Word-for-word reproduction, images excluded: copy every entry below.

(Input data)
___
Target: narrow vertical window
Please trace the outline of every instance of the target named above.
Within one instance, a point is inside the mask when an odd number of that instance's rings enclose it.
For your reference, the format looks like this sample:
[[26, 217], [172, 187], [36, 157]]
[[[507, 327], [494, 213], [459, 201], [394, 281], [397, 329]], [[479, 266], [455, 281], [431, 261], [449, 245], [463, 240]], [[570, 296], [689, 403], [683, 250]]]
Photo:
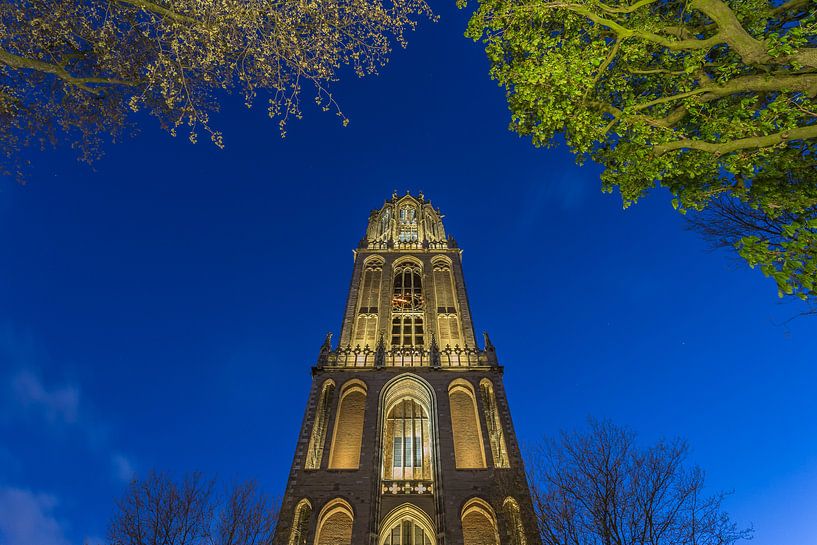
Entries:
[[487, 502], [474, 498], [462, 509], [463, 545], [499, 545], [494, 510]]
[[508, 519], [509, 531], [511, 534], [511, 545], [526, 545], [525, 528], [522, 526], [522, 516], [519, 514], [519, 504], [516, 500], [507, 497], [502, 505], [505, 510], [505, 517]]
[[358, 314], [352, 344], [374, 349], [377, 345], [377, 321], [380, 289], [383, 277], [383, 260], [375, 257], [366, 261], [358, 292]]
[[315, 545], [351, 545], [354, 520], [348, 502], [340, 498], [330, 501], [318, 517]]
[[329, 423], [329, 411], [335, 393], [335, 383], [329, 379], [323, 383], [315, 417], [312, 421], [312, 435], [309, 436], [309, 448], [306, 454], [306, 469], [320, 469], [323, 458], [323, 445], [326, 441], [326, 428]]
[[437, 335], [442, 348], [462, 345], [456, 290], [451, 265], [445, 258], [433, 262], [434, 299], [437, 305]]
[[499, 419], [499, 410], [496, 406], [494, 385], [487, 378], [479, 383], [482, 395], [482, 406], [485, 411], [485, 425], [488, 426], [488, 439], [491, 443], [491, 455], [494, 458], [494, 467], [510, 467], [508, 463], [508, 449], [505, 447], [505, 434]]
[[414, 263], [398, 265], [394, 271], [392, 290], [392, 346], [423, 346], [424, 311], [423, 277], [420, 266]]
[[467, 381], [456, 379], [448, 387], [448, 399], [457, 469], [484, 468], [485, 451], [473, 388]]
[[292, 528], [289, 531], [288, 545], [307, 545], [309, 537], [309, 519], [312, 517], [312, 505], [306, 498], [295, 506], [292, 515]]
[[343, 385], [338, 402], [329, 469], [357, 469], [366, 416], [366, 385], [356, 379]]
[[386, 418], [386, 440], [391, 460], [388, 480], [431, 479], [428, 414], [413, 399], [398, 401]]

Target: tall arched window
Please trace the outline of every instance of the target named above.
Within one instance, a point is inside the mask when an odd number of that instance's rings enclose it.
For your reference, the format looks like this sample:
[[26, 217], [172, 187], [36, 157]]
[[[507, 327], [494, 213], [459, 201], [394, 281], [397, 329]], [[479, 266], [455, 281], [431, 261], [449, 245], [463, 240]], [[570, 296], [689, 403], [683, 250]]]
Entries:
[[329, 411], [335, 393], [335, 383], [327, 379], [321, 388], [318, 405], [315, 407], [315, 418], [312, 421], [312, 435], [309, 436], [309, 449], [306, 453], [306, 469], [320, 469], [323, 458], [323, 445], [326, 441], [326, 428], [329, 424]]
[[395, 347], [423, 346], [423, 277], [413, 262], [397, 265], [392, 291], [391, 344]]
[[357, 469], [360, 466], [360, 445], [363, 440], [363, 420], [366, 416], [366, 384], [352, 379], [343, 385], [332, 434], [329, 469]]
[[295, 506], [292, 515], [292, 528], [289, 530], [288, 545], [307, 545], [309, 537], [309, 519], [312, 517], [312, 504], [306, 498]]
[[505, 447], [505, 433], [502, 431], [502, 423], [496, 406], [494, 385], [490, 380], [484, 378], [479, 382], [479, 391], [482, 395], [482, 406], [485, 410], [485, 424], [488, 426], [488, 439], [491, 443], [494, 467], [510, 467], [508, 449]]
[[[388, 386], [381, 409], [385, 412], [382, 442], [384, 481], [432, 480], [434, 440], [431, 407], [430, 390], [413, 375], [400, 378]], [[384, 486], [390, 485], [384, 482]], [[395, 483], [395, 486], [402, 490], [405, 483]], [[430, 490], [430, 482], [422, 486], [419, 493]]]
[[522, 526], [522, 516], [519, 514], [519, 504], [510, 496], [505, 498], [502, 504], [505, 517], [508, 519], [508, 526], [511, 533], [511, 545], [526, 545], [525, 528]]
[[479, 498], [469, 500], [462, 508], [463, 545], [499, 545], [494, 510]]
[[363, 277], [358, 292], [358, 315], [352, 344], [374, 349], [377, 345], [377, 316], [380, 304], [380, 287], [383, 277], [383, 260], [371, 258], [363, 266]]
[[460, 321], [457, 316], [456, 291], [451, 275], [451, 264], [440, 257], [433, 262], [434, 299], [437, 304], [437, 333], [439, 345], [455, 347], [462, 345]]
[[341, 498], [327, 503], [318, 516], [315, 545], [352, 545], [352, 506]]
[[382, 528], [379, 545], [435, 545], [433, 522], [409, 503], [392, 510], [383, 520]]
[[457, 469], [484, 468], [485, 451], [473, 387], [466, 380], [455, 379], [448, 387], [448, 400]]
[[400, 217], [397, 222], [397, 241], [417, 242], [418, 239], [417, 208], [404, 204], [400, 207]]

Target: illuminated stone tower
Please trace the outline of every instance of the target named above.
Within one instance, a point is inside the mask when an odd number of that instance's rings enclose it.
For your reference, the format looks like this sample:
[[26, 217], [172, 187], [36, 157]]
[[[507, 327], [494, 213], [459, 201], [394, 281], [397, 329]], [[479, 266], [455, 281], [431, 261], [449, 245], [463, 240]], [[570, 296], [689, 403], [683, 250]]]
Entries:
___
(Answer below)
Target: narrow vertical window
Please trace the outline of every instance of the target named above.
Within one instance, a point is inside the mask when an odd number of that instance's rings enclose it.
For your reference, the format looks like this sample:
[[26, 217], [172, 187], [36, 157]]
[[[507, 327], [494, 213], [459, 201], [394, 281], [397, 329]], [[479, 266], [455, 281], [431, 261], [449, 245], [463, 240]], [[570, 296], [689, 403], [683, 250]]]
Photo:
Entries:
[[487, 502], [474, 498], [462, 509], [463, 545], [499, 545], [494, 510]]
[[508, 519], [509, 531], [511, 534], [511, 545], [526, 545], [525, 528], [522, 526], [522, 516], [519, 514], [519, 504], [516, 500], [507, 497], [502, 505], [505, 510], [505, 517]]
[[358, 314], [352, 344], [374, 349], [377, 345], [377, 321], [380, 289], [383, 277], [383, 260], [375, 257], [366, 261], [358, 292]]
[[315, 545], [351, 545], [354, 520], [348, 502], [340, 498], [330, 501], [318, 517]]
[[329, 423], [329, 411], [335, 393], [335, 383], [329, 379], [323, 383], [315, 417], [312, 421], [312, 435], [309, 436], [309, 448], [306, 454], [306, 469], [320, 469], [323, 458], [323, 445], [326, 441], [326, 428]]
[[437, 335], [442, 348], [462, 345], [456, 290], [451, 265], [445, 258], [433, 262], [434, 299], [437, 305]]
[[499, 419], [499, 410], [496, 406], [494, 385], [487, 378], [479, 383], [482, 395], [482, 406], [485, 411], [485, 425], [488, 426], [488, 439], [491, 443], [491, 455], [494, 458], [494, 467], [510, 467], [508, 463], [508, 449], [505, 447], [505, 434]]
[[414, 263], [398, 265], [394, 271], [392, 290], [392, 346], [423, 346], [424, 311], [423, 277], [420, 266]]
[[467, 381], [456, 379], [448, 387], [448, 399], [457, 469], [484, 468], [485, 451], [473, 388]]
[[292, 528], [289, 531], [288, 545], [307, 545], [309, 537], [309, 519], [312, 517], [312, 505], [306, 498], [295, 506], [292, 515]]
[[343, 385], [338, 402], [329, 469], [357, 469], [366, 416], [366, 385], [356, 379]]
[[386, 418], [386, 440], [391, 460], [388, 480], [431, 479], [428, 414], [413, 399], [398, 401]]

Target: tall arched window
Please trace the outline of every instance of the target named above.
Within one instance, a point is inside the mask when an odd number of that instance's rings enclose it.
For your reference, the format looks like this sample:
[[26, 217], [172, 187], [36, 157]]
[[[507, 327], [494, 213], [459, 201], [394, 281], [397, 329]], [[479, 266], [455, 281], [431, 261], [449, 245], [463, 240]], [[570, 296], [689, 403], [683, 250]]]
Entries:
[[329, 411], [335, 393], [335, 383], [327, 379], [321, 388], [318, 405], [315, 407], [315, 418], [312, 421], [312, 435], [309, 436], [309, 449], [306, 453], [306, 469], [320, 469], [323, 458], [323, 445], [326, 441], [326, 428], [329, 424]]
[[395, 347], [423, 346], [423, 277], [413, 262], [397, 265], [392, 291], [391, 344]]
[[357, 469], [360, 466], [360, 445], [363, 440], [363, 420], [366, 416], [366, 384], [352, 379], [343, 385], [332, 434], [329, 469]]
[[295, 506], [292, 515], [292, 528], [289, 530], [288, 545], [307, 545], [309, 537], [309, 519], [312, 517], [312, 504], [306, 498]]
[[505, 447], [505, 433], [502, 431], [502, 423], [496, 406], [494, 385], [490, 380], [484, 378], [479, 382], [479, 391], [482, 395], [482, 406], [485, 410], [485, 424], [488, 426], [488, 439], [491, 443], [494, 467], [510, 467], [508, 449]]
[[[388, 386], [381, 409], [385, 412], [382, 442], [384, 481], [432, 480], [434, 440], [431, 407], [430, 390], [413, 375], [400, 378]], [[384, 486], [390, 485], [384, 482]], [[395, 483], [395, 486], [402, 490], [405, 483]], [[430, 490], [430, 482], [422, 486], [419, 493]]]
[[522, 526], [522, 516], [519, 514], [519, 504], [510, 496], [505, 498], [502, 504], [505, 517], [508, 519], [508, 526], [511, 533], [511, 545], [526, 545], [525, 528]]
[[479, 498], [469, 500], [462, 508], [463, 545], [499, 545], [494, 510]]
[[363, 277], [358, 292], [358, 315], [352, 344], [374, 349], [377, 345], [377, 316], [380, 304], [380, 287], [383, 277], [383, 260], [371, 258], [363, 266]]
[[460, 321], [457, 316], [456, 291], [451, 275], [451, 264], [440, 257], [433, 262], [434, 299], [437, 304], [437, 333], [439, 345], [455, 347], [462, 345]]
[[341, 498], [327, 503], [318, 516], [315, 545], [352, 545], [352, 506]]
[[382, 528], [379, 545], [435, 545], [433, 522], [409, 503], [392, 510], [383, 520]]
[[457, 469], [484, 468], [485, 451], [473, 387], [466, 380], [455, 379], [448, 387], [448, 400]]
[[400, 217], [397, 222], [397, 241], [417, 242], [418, 239], [417, 208], [404, 204], [400, 207]]

Target: illuminated stone tower
Please trace the outline of every instance of the target named above.
Within one instance, a point is inside the mask when an odd number of that instance's rings enclose it.
For your reference, the format looks like this sample:
[[26, 217], [172, 187], [36, 157]]
[[[507, 327], [494, 213], [459, 201], [394, 281], [397, 329]], [[479, 266], [455, 281], [431, 261], [449, 245], [463, 240]], [[570, 296], [689, 403], [683, 250]]]
Entries:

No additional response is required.